• _DATA TO PROCESS_
:::::

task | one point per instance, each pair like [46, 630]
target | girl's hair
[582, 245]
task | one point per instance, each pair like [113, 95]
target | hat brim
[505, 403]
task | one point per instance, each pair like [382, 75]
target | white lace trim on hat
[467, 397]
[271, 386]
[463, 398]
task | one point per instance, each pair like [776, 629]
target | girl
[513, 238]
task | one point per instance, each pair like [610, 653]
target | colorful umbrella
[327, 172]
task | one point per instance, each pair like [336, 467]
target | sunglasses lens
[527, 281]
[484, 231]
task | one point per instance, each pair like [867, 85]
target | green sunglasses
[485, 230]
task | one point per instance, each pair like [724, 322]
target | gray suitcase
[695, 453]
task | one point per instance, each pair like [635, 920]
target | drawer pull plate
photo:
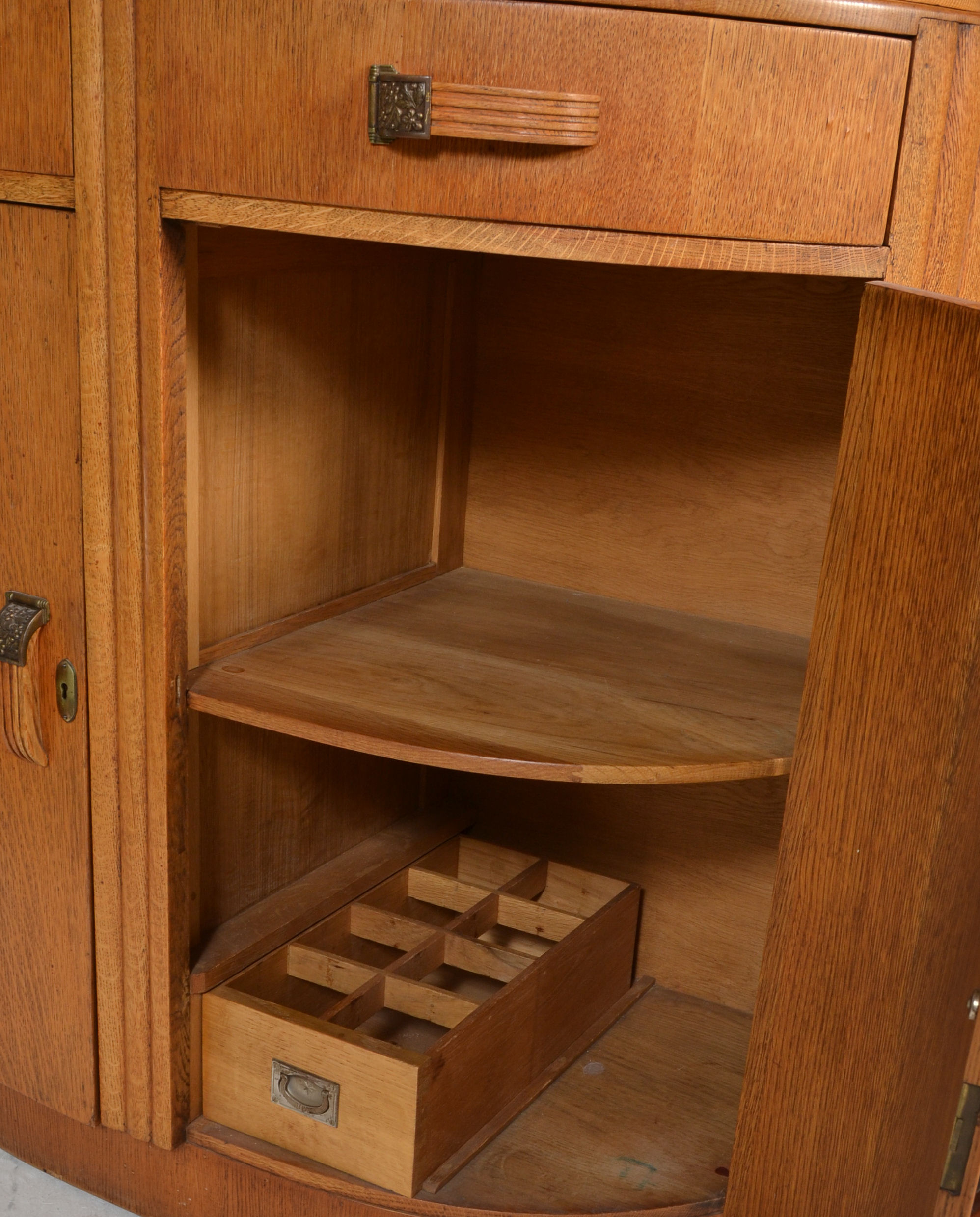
[306, 1093]
[415, 108]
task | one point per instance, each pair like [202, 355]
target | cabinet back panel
[319, 369]
[661, 436]
[270, 809]
[704, 855]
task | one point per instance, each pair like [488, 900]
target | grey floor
[29, 1193]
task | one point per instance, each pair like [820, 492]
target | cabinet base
[186, 1182]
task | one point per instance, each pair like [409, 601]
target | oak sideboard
[490, 605]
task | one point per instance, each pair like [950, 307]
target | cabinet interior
[366, 420]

:::::

• _DESCRIPTION OF THE TASK_
Render every line of the material above as a JSON array of strings, one string per line, omitting blank lines and the picture.

• _SOLUTION FOR THIS TASK_
[
  "task | one point per instance, each pair like [46, 630]",
  "target | girl's hair",
  "[582, 245]",
  "task | one point per instance, each pair like [113, 95]",
  "target | hat brim",
  "[505, 403]",
  "task | one point per instance, each pair like [382, 75]",
  "target | white lace trim on hat",
  "[467, 397]",
  "[271, 386]",
  "[463, 398]",
  "task | one point per instance, each pair like [776, 629]",
  "target | girl",
  "[513, 238]",
  "task | one point per instance, each pair like [610, 653]",
  "target | colorful umbrella",
  "[327, 172]",
  "task | one point per instance, each pair like [336, 467]",
  "target | sunglasses lens",
  "[527, 281]",
  "[484, 231]",
  "task | one point per instance, each pair like [867, 85]",
  "target | green sunglasses",
  "[485, 230]",
  "task | one point per instance, each pair like [724, 322]",
  "target | gray suitcase",
  "[695, 453]",
  "task | one point per instance, each pair like [635, 920]",
  "target | drawer pull plate",
  "photo:",
  "[306, 1093]",
  "[415, 108]",
  "task | one point per instance, each pair like [202, 355]",
  "target | cabinet back panel",
  "[319, 369]",
  "[661, 436]",
  "[270, 809]",
  "[704, 855]",
  "task | one point per instance, each pair like [488, 900]",
  "target | grey floor",
  "[29, 1193]",
  "task | one point per instance, each pair like [820, 492]",
  "target | cabinet base",
  "[186, 1182]",
  "task | one point per instance, each pair like [409, 601]",
  "target | oak sideboard",
  "[490, 605]",
  "task | one point per instance, each pair like [950, 307]",
  "target | cabinet interior",
  "[366, 420]"
]